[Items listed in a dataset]
******************************

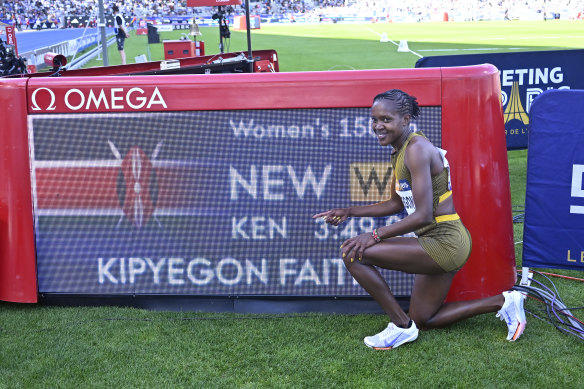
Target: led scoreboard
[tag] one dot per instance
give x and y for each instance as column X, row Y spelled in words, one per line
column 206, row 185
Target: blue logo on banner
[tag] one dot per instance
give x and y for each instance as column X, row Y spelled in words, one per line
column 524, row 75
column 554, row 206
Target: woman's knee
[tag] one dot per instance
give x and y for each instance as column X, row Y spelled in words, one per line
column 423, row 322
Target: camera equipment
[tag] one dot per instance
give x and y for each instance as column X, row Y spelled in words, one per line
column 224, row 32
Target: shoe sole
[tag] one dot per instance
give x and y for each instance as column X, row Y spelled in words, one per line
column 518, row 332
column 518, row 302
column 410, row 339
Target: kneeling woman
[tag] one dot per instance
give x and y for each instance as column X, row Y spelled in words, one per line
column 421, row 185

******************************

### Direction
Render the entries above as a two-column CSV headed "prompt" and "response", with one row per entry. Put each field in double quotes, replace line breaks with spaces, and leave out the pictures.

### Reply
prompt,response
"Target: led scoreboard [tag] one dot per instance give x and y for each instance as column X, row Y spelled in words, one per line","column 206, row 185"
"Target: blue logo on banner [tag] one dot per instance give x and y for each instance as column X, row Y spelled in words, one per line","column 524, row 75 column 554, row 206"
"Target: woman's knee [tag] one dot per instance give x and y for each instance as column X, row Y spelled in words, one per line","column 423, row 322"
"Target: camera equipment [tag] one dot per instance give x and y for each instance as column X, row Y spelled in words, one per line","column 224, row 32"
"Target: shoe sole [tag] one dot per instance give x and y for each instance as column X, row Y spelled in words, one per line","column 518, row 332 column 518, row 302 column 410, row 339"
"Target: kneeling woman [tag] one dot per instance give x and y for each instance as column X, row Y spelled in words, one per line","column 421, row 185"